| WHAT TO PRODUCE |
Reproduce the records verbatim, from their first line up to and including the line that contains "362L776 415L793 427L809". Leave the pictures out.

━━━ INPUT ━━━

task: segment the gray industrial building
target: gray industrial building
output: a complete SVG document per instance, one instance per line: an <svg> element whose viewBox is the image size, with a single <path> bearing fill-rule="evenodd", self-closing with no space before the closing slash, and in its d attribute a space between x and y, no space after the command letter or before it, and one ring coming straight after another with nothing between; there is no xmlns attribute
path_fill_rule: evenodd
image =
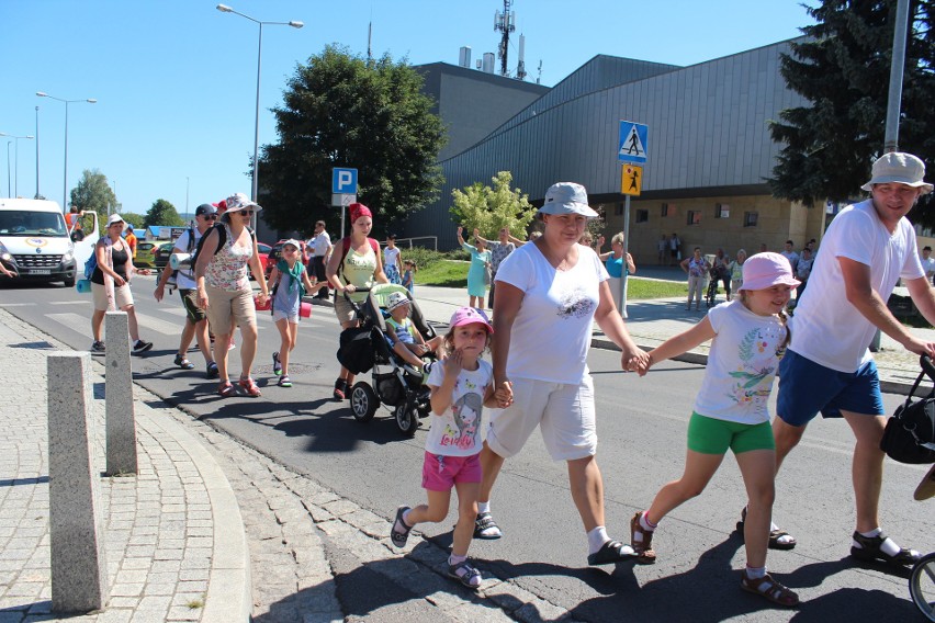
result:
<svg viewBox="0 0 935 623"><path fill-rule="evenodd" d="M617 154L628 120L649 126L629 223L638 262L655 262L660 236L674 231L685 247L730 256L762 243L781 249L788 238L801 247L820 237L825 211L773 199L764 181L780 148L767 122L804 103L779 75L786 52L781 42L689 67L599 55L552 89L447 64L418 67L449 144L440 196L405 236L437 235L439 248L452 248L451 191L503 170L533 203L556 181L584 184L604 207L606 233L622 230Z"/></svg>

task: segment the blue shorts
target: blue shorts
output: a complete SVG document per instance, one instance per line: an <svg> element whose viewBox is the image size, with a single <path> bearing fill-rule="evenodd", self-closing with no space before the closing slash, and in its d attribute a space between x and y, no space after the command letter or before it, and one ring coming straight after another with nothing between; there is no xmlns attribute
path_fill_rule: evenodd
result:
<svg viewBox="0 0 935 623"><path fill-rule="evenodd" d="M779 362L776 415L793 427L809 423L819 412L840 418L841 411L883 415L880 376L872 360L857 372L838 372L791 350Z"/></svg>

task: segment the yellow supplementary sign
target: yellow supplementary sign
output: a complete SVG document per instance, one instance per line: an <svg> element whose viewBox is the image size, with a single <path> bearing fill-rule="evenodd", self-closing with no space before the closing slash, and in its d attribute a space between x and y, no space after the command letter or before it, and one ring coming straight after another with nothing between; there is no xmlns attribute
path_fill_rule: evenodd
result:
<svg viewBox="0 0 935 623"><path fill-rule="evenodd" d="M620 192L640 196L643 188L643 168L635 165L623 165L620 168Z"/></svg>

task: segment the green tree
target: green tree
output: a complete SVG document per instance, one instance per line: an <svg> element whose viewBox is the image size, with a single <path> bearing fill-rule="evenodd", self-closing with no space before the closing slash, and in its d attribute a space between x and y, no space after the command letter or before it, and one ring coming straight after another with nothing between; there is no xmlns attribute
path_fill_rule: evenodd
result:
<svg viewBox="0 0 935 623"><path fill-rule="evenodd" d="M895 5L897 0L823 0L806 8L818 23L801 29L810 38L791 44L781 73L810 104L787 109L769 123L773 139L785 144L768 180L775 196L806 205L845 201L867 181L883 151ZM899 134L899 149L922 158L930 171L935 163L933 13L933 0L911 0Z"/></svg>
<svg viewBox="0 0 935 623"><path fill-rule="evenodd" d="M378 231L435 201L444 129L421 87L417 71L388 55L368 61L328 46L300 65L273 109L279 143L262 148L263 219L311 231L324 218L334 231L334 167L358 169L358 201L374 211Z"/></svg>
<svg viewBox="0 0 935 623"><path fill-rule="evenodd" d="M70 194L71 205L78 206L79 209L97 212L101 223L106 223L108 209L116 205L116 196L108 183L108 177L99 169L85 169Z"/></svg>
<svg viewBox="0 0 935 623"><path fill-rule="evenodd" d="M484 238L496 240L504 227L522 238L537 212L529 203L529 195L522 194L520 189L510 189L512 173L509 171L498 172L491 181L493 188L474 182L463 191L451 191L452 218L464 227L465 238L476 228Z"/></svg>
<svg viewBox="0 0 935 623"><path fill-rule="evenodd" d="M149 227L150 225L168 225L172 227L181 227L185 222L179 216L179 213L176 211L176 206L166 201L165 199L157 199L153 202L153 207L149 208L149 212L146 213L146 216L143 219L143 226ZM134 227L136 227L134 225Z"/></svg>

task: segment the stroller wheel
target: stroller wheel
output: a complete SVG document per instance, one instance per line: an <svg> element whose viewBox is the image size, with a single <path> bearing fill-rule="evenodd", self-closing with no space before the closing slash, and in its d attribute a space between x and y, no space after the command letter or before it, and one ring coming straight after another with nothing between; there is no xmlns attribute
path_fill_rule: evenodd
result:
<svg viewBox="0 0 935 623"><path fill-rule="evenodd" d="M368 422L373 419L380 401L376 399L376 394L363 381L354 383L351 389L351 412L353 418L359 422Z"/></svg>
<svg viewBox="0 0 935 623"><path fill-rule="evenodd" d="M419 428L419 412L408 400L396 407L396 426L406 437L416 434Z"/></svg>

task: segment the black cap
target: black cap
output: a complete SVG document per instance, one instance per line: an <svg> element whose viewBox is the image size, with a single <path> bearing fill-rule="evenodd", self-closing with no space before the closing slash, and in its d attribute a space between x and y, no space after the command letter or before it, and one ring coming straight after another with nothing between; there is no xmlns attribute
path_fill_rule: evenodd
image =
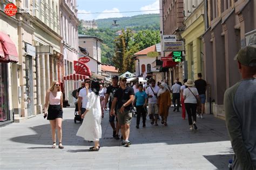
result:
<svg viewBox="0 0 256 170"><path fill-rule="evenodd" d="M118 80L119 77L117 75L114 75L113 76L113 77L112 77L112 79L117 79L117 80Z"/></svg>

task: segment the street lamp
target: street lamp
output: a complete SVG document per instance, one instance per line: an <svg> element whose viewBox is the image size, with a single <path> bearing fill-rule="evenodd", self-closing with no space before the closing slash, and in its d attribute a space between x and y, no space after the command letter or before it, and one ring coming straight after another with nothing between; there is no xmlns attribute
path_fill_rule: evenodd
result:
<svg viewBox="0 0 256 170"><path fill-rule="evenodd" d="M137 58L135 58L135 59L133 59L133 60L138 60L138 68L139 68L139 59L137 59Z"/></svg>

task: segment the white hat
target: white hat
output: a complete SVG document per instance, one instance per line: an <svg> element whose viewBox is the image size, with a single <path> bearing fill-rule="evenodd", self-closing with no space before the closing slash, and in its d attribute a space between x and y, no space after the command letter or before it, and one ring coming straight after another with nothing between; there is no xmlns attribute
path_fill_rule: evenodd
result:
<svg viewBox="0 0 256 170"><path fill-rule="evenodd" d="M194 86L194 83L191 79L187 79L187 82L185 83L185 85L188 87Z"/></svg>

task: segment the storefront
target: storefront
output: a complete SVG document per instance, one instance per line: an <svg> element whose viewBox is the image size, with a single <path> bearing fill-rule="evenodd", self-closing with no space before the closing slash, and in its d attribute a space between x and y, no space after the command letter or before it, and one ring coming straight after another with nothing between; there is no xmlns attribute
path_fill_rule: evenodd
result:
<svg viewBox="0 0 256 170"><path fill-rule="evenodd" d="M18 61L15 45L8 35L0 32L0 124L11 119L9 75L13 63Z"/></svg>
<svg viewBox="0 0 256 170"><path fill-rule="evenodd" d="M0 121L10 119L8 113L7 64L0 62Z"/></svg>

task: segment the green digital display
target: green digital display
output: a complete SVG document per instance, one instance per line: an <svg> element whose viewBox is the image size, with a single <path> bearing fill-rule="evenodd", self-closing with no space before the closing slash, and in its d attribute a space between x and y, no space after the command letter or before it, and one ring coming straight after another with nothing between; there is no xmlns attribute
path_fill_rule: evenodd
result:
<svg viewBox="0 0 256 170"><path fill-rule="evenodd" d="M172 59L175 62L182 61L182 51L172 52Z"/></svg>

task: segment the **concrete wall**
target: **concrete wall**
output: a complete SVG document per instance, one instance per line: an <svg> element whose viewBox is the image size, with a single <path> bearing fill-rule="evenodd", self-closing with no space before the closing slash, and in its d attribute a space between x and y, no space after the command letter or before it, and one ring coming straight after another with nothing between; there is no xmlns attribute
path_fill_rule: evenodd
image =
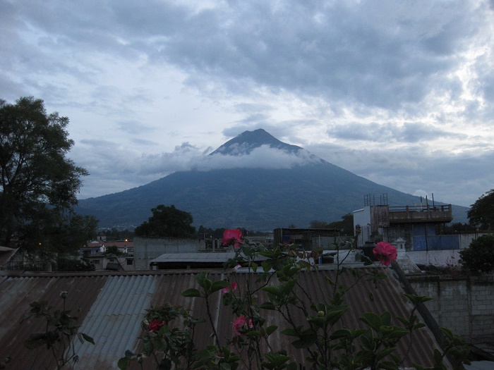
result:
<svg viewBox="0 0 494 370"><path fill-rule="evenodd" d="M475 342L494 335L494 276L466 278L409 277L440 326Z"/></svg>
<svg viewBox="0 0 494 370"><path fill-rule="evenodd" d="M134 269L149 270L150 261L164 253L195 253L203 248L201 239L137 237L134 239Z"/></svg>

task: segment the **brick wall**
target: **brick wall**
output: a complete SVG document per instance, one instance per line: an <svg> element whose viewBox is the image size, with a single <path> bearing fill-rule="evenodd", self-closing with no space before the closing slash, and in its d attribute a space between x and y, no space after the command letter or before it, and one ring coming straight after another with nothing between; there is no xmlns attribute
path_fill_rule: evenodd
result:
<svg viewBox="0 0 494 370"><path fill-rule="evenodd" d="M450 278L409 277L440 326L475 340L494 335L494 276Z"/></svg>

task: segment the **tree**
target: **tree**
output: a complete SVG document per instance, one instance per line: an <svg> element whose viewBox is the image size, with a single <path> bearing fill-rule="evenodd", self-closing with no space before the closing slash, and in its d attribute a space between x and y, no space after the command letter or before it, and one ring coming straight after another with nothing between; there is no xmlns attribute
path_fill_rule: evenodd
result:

━━━

| RESULT OF THE EXERCISE |
task: segment the gray industrial building
target: gray industrial building
output: a complete SVG document per instance, one instance per line: an <svg> element whose viewBox is the image size, with a single <path> bearing fill-rule="evenodd", self-closing with no space before the closing slash, and in its d attribute a space between x and y, no space after the command letter or before it, and one ring coming straight after another with nothing between; there is no xmlns attribute
path_fill_rule: evenodd
image =
result:
<svg viewBox="0 0 935 623"><path fill-rule="evenodd" d="M617 154L628 120L649 126L629 223L638 262L655 262L660 236L674 231L685 247L730 256L762 243L781 249L788 238L801 247L820 237L825 211L773 199L764 181L780 148L767 122L804 103L779 75L786 52L781 42L689 67L599 55L552 89L447 64L418 67L449 144L440 196L405 236L437 235L439 248L452 248L451 191L503 170L533 203L556 181L584 184L604 207L606 233L622 230Z"/></svg>

task: segment the blue shorts
target: blue shorts
output: a complete SVG document per instance, one instance per line: an <svg> element whose viewBox is the image size, with a single <path> bearing fill-rule="evenodd", self-closing with no space before the closing slash, and in its d attribute a space between x and y, no space after the command letter or before it, and one ring coming straight after another with nothing between; there is no xmlns attribute
path_fill_rule: evenodd
result:
<svg viewBox="0 0 935 623"><path fill-rule="evenodd" d="M779 362L776 415L793 427L809 423L819 412L840 418L841 411L883 415L880 376L872 360L857 372L838 372L791 350Z"/></svg>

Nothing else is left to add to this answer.